→ **Goal**
Convert the material from the line with "If you could mark the concrete front" through the end of the material into a two-column CSV with the headers instruction and response. Each row holds one instruction line and the lines that follow it, each in a single quoted field with line breaks replaced by spaces.

_ _ _ _ _

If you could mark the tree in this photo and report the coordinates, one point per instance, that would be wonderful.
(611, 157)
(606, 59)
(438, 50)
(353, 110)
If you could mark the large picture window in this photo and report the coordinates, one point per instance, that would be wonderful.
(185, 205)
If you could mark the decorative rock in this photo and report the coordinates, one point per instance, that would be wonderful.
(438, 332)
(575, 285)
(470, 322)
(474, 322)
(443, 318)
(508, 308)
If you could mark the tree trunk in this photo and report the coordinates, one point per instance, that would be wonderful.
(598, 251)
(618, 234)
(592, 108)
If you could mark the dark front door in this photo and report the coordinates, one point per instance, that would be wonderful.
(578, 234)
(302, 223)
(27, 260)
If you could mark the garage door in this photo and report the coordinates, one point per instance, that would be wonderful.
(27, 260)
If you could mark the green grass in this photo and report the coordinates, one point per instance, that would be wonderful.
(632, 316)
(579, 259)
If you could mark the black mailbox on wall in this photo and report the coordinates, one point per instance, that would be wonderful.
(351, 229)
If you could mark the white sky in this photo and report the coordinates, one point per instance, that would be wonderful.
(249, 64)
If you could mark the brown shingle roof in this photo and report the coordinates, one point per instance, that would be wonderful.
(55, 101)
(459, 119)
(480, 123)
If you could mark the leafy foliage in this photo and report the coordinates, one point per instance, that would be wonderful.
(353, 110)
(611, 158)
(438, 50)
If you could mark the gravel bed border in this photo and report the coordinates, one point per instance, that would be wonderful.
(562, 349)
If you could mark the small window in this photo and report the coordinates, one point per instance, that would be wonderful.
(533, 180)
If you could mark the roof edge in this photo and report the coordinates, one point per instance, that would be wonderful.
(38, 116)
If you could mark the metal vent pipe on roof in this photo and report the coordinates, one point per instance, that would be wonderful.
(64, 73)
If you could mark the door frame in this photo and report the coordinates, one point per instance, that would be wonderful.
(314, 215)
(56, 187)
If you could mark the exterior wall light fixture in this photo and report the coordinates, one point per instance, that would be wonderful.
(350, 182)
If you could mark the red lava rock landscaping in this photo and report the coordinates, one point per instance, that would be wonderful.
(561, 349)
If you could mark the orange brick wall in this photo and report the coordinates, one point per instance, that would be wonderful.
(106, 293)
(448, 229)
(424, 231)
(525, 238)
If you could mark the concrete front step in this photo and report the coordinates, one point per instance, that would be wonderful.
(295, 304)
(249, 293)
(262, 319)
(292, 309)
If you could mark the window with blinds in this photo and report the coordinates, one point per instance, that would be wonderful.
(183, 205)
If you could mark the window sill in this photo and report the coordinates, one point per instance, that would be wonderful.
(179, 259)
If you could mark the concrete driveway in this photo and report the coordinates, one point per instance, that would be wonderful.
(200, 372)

_ _ _ _ _

→ **Result for this exercise**
instruction,response
"If you could mark the concrete front step in this photo and report the coordinates, one point per instance, that would be wonderful.","(295, 304) (249, 293) (262, 319) (292, 309)"
"If you could mark the window with blinds in this photo and report the coordinates, one point per instance, that would be wonderful.","(183, 205)"
"If you could mark the window sill in this photo and report the coordinates, one point per instance, that would be wonderful.","(179, 259)"
"If you could mark the concrete driveway in this photo and report the coordinates, one point per instance, that would be wonderful.","(200, 372)"